____ RECORDS SUPPLIED

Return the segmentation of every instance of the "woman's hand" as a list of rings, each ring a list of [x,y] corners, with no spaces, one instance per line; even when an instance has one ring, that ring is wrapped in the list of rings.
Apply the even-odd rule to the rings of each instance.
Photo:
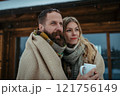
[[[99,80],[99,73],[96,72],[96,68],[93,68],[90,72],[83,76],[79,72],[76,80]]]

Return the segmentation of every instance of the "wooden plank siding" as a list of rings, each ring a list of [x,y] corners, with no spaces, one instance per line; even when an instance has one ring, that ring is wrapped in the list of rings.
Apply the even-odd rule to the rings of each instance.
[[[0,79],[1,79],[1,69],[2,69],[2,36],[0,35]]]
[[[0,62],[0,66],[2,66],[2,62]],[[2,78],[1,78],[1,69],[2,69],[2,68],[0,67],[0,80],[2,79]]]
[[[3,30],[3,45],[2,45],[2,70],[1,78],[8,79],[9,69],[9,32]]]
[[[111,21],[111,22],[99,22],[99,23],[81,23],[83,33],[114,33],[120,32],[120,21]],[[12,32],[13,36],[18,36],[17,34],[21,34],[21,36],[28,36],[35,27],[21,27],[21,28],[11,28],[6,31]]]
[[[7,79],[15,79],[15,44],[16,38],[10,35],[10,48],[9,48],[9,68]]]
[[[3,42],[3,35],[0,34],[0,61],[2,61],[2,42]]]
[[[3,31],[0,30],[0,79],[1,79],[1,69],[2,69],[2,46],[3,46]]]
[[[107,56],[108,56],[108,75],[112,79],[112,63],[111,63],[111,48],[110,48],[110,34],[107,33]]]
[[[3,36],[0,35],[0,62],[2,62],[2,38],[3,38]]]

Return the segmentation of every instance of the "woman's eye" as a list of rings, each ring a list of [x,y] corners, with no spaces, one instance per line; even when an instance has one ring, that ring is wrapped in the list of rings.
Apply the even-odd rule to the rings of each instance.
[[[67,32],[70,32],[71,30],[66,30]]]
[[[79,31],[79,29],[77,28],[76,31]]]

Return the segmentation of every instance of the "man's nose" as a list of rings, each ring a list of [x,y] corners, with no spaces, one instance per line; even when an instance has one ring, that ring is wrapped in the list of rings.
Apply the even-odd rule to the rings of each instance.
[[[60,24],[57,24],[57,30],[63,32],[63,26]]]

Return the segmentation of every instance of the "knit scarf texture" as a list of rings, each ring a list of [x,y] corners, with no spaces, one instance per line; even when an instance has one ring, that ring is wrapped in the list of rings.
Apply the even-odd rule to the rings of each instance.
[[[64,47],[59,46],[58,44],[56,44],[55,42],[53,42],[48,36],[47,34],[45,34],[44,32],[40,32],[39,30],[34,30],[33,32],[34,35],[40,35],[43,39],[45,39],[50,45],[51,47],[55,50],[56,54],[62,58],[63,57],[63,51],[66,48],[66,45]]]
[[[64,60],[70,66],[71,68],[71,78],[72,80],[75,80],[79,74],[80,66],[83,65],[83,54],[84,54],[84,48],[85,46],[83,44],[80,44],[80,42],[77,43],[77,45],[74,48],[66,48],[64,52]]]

________

ABOUT THIS TASK | Word for word, repeat the material above and drop the pictures.

EXERCISE SOLUTION |
Return the segmentation of every instance of the "woman's hand" as a list of rings, each ring a list of [x,y] corners, with no spaces, one instance per line; even when an instance has one ring, that ring is wrapped in the list of rings.
Apply the even-odd rule to the rings of each instance.
Photo:
[[[99,80],[99,73],[96,72],[96,68],[93,68],[90,72],[83,76],[79,72],[76,80]]]

Return the segmentation of every instance of the "wooden plank siding" as a list of rings, each ring a list of [x,y] corners, with no spaces, one instance per line; even when an instance has one ring, that ring is wrapped in the list of rings.
Apply the even-odd rule to the rings of each instance.
[[[0,79],[1,79],[1,69],[2,69],[2,36],[0,35]]]
[[[0,62],[0,66],[2,66],[2,62]],[[2,78],[1,78],[1,69],[2,69],[2,68],[0,67],[0,80],[2,79]]]
[[[3,30],[3,45],[2,45],[2,70],[1,78],[8,79],[9,69],[9,32]]]
[[[111,21],[111,22],[99,22],[99,23],[81,23],[83,33],[114,33],[120,32],[120,21]],[[12,32],[13,36],[18,36],[17,34],[21,34],[21,36],[28,36],[35,27],[21,27],[21,28],[11,28],[6,31]]]
[[[7,79],[15,79],[15,44],[16,38],[10,35],[10,48],[9,48],[9,68]]]
[[[3,42],[3,35],[0,34],[0,61],[2,61],[2,42]]]
[[[3,31],[0,30],[0,79],[1,79],[1,69],[2,69],[2,46],[3,46]]]
[[[107,56],[108,56],[108,75],[112,79],[112,63],[111,63],[111,48],[110,48],[110,34],[107,33]]]
[[[3,36],[0,35],[0,62],[2,62],[2,38],[3,38]]]

Return the segmentation of every instance of the "woman's eye" as a list of rings, each ring a list of [x,y] corners, with no spaces, one instance per line; even when an instance has one ring, that ring is wrapped in the list of rings.
Apply the even-odd rule to the rings of each instance.
[[[67,32],[70,32],[71,30],[66,30]]]
[[[79,31],[79,29],[77,28],[76,31]]]

Return the segmentation of every instance of the "man's nose" as a list of rings, each ring a list of [x,y] corners, with no spaces, one instance per line; even when an instance has one ring, that ring is wrapped in the list of rings.
Apply the even-odd rule to the rings of each instance.
[[[60,24],[57,24],[57,30],[63,32],[63,26]]]

Return the segmentation of every instance of the "knit scarf texture" as a list of rings, each ring a list of [x,y] corners, with no spaces, one instance per line; even when an instance has one ring, that ring is wrapped in the list of rings.
Apply the even-odd rule to the rings of each instance.
[[[64,47],[59,46],[58,44],[56,44],[55,42],[53,42],[48,36],[47,34],[45,34],[44,32],[40,32],[39,30],[34,30],[33,32],[34,35],[40,35],[43,39],[45,39],[50,45],[51,47],[55,50],[56,54],[62,58],[63,57],[63,51],[66,48],[66,45]]]
[[[64,60],[70,66],[71,68],[71,78],[72,80],[75,80],[79,74],[80,66],[83,65],[83,54],[84,54],[84,48],[85,46],[83,44],[80,44],[80,42],[77,43],[77,45],[74,48],[66,48],[64,52]]]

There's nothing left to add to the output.